++++ Исходный текст

Центральная мизансцена, кочующая из спектакля в спектакль: актеры сидят на диване, развернутые фронтально к зрителям, и говорят по очереди. Диван в антракте переставляют слева направо или справа налево. Можно еще посадить актеров на стулья за стол «заседаний», тогда кто-то окажется в профиль к рампе, но говорить будут все так же.

Центральный пластический прием: инфантильная имитация полового акта (намек, не более того, но позы вполне внятные, работа в одежде и на расстоянии, «Плохиш» не нарушает все нормы, а только некоторые, прежде всего, эстетические). Центральный звуковой прием – громкая «минусовка» или полная фонограмма самых что ни на есть массовых песен, от «мяуканья» Наташи Королевой про «маленькую страну» в «Гаргантюа и Пантагрюэле» до рэпа «Я люблю тебя, жизнь», проговоренного в финале «Карамазовых»; еще более странные звуки – имитация, вновь имитация звуков, физиологически присущих человеческому телу и издаваемых разными частями этого тела, как верхними, так и нижними. И совершается не поступок бесстыдства, когда, обнажив тело, показывают разные физиологические действия, нет, выстраивается образ бесстыдства, когда смакуется слово и дается намек на действие, а слово и действие до скучной ломоты в скулах обыденны и понятны. Есть ли смысл показывать то, что все и без того видят, и гордиться демонстрацией того, что ни от кого не скрыто? Мысль не скрыта за поступком, поступок не скрыт за образом.

И, наконец, центральная эстетическая идея: складывание льдинок (бедный, рано поседевший Кай, помесь принца и нищего, «хорошего мальчика» и «Плохиша», – в хайтековских чертогах пьяненькой или идиотически хихикающей «королевы»).

Жажда совершить поступок рождает mix чужих поступков.

Странная, но характерная черта режиссеров, подобных Богомолову: им нужны актеры, имеющие пластическую и вокальную выучку, но не нужны эмоционально заразительные; это полное противоречие известной отечественной парадигме актерского творчества, воплощенной в Аксюше («Лес» А. Островского), которую отловил у пруда Несчастливцев, возмечтавший приобщить страстную девушку к актерскому творчеству. Много лет назад, когда в расцвете были выдающиеся актеры, часть из которых уже ушла из жизни (Е. Лебедев, И. Смоктуновский, Е. Евстигнеев), а другие состарились (С. Юрский, О. Табаков, А. Фрейндлих, А. Мягков), мы назвали исследование актерского творчества «Талант саморастраты». В случае работы Богомолова с актерами, даже весьма разными и яркими – В. Вержбицкий, И. Миркурбанов, С. Чонишвили, Д. Мороз, – этот посыл неактуален. Актеры не «тратятся», и не по своей воле – им это, скорее всего, запрещено. Играть поэтому могут сколь угодно длинные спектакли, ежевечерне, ибо выучить текст и произносить его в закрепленные через затылок микрофоны – возможно и, видимо, не очень сложно, а «жизнь», «почва и судьба» от них не требуются.

++++++++

• Задание 1: Какое название дано исследованию актерского творчества во фрагменте о спектаклях Богомолова?
• Задание 2: Пожалуйста, выведите без изменений весь фрагмент о спектаклях Богомолова от слов «Центральная мизансцена, кочующая» вниз до слов «все так же.» включительно.
Опирайтесь только на фрагмент о спектаклях Богомолова.

++++ Записи данных

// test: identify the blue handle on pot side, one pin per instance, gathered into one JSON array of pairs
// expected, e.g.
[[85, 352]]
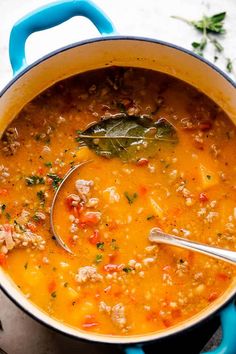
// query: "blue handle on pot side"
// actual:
[[228, 343], [49, 16], [52, 15]]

++++++++

• Результат выполнения 1: «Талант саморастраты».

• Результат выполнения 2:
Центральная мизансцена, кочующая из спектакля в спектакль: актеры сидят на диване, развернутые фронтально к зрителям, и говорят по очереди. Диван в антракте переставляют слева направо или справа налево. Можно еще посадить актеров на стулья за стол «заседаний», тогда кто-то окажется в профиль к рампе, но говорить будут все так же.